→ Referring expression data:
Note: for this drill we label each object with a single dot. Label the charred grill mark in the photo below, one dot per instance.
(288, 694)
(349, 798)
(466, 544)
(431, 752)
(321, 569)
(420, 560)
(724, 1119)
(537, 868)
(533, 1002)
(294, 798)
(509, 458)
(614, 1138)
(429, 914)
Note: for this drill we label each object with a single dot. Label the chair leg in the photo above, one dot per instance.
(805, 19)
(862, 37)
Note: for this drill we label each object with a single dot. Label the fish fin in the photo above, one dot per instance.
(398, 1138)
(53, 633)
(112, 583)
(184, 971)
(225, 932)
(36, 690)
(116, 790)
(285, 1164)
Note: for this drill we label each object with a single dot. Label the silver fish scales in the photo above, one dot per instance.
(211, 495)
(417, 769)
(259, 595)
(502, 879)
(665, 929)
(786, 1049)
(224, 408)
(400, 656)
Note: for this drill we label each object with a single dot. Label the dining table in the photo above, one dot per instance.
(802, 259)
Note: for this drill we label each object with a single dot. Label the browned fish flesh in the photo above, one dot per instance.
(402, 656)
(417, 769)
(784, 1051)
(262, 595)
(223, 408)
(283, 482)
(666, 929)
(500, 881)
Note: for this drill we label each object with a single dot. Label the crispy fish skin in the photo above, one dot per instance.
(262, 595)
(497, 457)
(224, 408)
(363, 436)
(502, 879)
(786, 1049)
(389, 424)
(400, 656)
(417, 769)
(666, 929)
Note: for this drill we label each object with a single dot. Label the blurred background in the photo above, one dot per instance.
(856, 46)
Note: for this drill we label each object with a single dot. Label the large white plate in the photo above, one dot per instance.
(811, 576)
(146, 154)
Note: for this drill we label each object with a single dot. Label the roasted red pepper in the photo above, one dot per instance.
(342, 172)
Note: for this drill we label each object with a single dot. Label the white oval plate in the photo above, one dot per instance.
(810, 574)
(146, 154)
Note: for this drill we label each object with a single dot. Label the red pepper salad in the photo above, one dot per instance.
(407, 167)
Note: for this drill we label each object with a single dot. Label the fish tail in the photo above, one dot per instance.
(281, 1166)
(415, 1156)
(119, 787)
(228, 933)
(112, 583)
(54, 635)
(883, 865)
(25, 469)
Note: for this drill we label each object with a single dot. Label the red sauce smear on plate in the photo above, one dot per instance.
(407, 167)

→ YOUR INSTRUCTIONS: Reproduce all records exactly, without omissions.

→ EXERCISE RESULT:
Note: for this drill we label each object with a single dot. Label the charred grill mark in the photo below, one dot per instance.
(288, 694)
(349, 798)
(466, 544)
(431, 752)
(321, 569)
(420, 560)
(724, 1119)
(537, 868)
(533, 1002)
(294, 798)
(509, 458)
(614, 1138)
(429, 914)
Note: for this drill we label each object with a single dot. Label the chair leg in the photo above, one dot per instance.
(805, 19)
(862, 37)
Note: for this drill we label each object with a single dot. Label the fish fin in the photo above, one dot per instance.
(398, 1138)
(53, 633)
(112, 583)
(184, 971)
(225, 932)
(36, 690)
(116, 790)
(285, 1164)
Note: for this drill we label each object with a single dot. Label the silver fish scales in the photo above, one dot per instance.
(211, 495)
(417, 769)
(259, 595)
(502, 879)
(665, 929)
(786, 1049)
(224, 408)
(400, 656)
Note: for this drill we label each object with a single dot. Label the dining table in the photo above, one dot per instance.
(802, 259)
Note: for this drill we label each object with a single dot. Label the browned fish flesh in the photo above, one dot per instance.
(402, 656)
(417, 769)
(784, 1051)
(262, 595)
(223, 408)
(283, 482)
(666, 929)
(500, 881)
Note: for this drill we label each object with a single dot. Label the crispy fish skin in the photo above, one dot per instance.
(262, 595)
(497, 457)
(224, 408)
(363, 436)
(502, 879)
(786, 1049)
(389, 424)
(400, 656)
(417, 769)
(666, 929)
Note: for this drill we label each object with a single dot. Label the blurred background in the photo above, one dot per instance.
(856, 46)
Note: for this drill we label each object with a single dot. Label the large white plate in the photo above, one dot per instance.
(811, 576)
(146, 154)
Note: for this drill we label each object with a single dot. Label the roasted red pepper in the photo above, one dot per instance.
(342, 172)
Note: for this drill we label each object with a single dot. Label the white oval plate in the photo above, one dot per instance.
(810, 574)
(146, 154)
Note: for this drill we label each object with a single dot. Label the red pepper salad in the photo above, one dot per instance.
(407, 167)
Note: for this drill we label each object with a single dot. Label the fish tail in the photo above, one dot per instance.
(281, 1166)
(415, 1156)
(119, 787)
(228, 933)
(112, 583)
(54, 635)
(883, 865)
(25, 469)
Note: for this drill we label each object with a single dot. Label the red sauce smear on plate in the photo above, one dot per instance.
(407, 167)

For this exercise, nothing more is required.